# [Extracted text]
------------------------------------------------
When I first came to London in the Eighties we used to go to warehouse parties in Battle Bridge Road, just behind King's Cross. The area was a mix of old canal and railway buildings, deserted and rather desolate for somewhere so close to the centre of town. It was known principally as a red light district, because there were man quiet streets where kerb crawlers and prostitutes could go about their business.

Development was just beginning back then and the area progressively became London's largest building site as the St Pancras Eurostar terminal and the surrounding 'King's Cross Quarter' took shape.

I went for a walk around the area yesterday. There are lots of shiny modern, rather characterless buildings and shops: the Guardian have moved up there, for one. But there remain some pleasing reminders of the areas industrial past: gasometers, brown brick canalside buildings. The Battle Bridge Road warehouse where we used to party has been razed and there is some sort of development going on. I took a couple of photos, surveilled by a suspicious security man. He didn't call the police, though....
------------------------------------------------
# [Extracted information]
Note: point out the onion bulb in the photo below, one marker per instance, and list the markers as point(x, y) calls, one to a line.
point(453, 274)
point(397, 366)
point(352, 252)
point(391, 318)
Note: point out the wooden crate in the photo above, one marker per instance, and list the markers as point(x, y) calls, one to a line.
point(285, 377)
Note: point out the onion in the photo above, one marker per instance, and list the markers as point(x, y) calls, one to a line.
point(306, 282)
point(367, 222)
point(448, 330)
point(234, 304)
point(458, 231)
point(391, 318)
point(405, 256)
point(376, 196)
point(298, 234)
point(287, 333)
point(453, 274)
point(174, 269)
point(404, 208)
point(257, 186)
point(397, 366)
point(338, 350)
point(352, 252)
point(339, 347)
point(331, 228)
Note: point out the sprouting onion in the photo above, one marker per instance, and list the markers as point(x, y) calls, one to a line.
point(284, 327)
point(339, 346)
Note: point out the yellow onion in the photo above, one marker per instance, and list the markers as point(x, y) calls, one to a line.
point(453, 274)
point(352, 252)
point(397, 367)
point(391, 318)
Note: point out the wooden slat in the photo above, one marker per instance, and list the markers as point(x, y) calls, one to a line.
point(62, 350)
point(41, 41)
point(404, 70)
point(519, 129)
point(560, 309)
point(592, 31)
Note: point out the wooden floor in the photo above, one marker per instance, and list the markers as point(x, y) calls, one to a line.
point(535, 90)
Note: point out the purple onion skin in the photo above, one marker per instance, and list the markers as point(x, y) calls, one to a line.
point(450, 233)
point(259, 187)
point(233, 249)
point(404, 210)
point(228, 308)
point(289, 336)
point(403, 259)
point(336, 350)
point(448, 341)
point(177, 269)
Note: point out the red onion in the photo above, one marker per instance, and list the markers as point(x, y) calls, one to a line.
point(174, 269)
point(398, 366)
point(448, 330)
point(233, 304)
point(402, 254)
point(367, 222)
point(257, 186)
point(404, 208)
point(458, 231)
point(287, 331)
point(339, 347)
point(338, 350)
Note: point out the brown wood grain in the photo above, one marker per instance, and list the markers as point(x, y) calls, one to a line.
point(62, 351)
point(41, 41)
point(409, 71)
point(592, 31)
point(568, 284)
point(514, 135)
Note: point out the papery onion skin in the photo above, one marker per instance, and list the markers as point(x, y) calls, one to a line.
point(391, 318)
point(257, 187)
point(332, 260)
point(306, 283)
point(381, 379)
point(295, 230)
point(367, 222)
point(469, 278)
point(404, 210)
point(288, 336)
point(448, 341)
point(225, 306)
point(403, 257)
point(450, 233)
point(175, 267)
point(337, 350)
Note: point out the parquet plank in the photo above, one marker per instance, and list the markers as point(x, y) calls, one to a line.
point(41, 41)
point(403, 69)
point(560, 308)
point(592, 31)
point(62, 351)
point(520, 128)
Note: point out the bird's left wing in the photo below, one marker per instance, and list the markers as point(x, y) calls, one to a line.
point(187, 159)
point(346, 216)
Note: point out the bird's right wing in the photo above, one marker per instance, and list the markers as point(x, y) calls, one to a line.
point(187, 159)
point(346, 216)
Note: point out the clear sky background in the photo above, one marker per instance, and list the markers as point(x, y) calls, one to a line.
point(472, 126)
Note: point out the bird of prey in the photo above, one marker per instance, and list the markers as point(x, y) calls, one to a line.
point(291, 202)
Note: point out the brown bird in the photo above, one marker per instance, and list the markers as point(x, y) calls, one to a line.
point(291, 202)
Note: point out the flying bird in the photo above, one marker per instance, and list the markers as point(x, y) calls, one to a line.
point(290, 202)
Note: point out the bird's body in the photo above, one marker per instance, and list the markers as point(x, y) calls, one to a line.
------------------------------------------------
# [To do]
1 – In the text about King's Cross, shorten the paragraph that begins "I went for a walk around the area yesterday" while keeping its main facts.
2 – Carry on the text about King's Cross from its last sentence.
The entries are separate material from the text about King's Cross.

# [Answers by task]
1 – On a walk around the area yesterday, the writer saw many shiny, rather characterless modern buildings and shops, including the Guardian's new premises, along with reminders of the area's industrial past such as gasometers and brown brick canalside buildings. The Battle Bridge Road warehouse where the writer once partied has been razed, and some development is under way there. A suspicious security man watched the writer take a couple of photos but did not call the police.

2 –
The purpose of my visit was to take a look at the Camley Street Natural Park and it's Natural London photography exhibition. It turns out that the park, built on an old coal yard, came into being at about the same time that I was attending those Battle Bridge parties. It's a few acres of carefully crafted wilderness alongside the Regent's Canal and very beautiful and on a damp, late afternoon in winter, soothing and restful. I particularly like the glimpses of industrial architecture through the foliage. I wonder how long the gasometers and warehouses will remain, though.

I love finding unexpected little places like this, like the overgrown botanical gardens you often find in European cities; they contrast with manicured, packaged and reparcelled, high-land-value nature of most urban space.

It turned out that the exhibition is next weekend, so I'll go back then.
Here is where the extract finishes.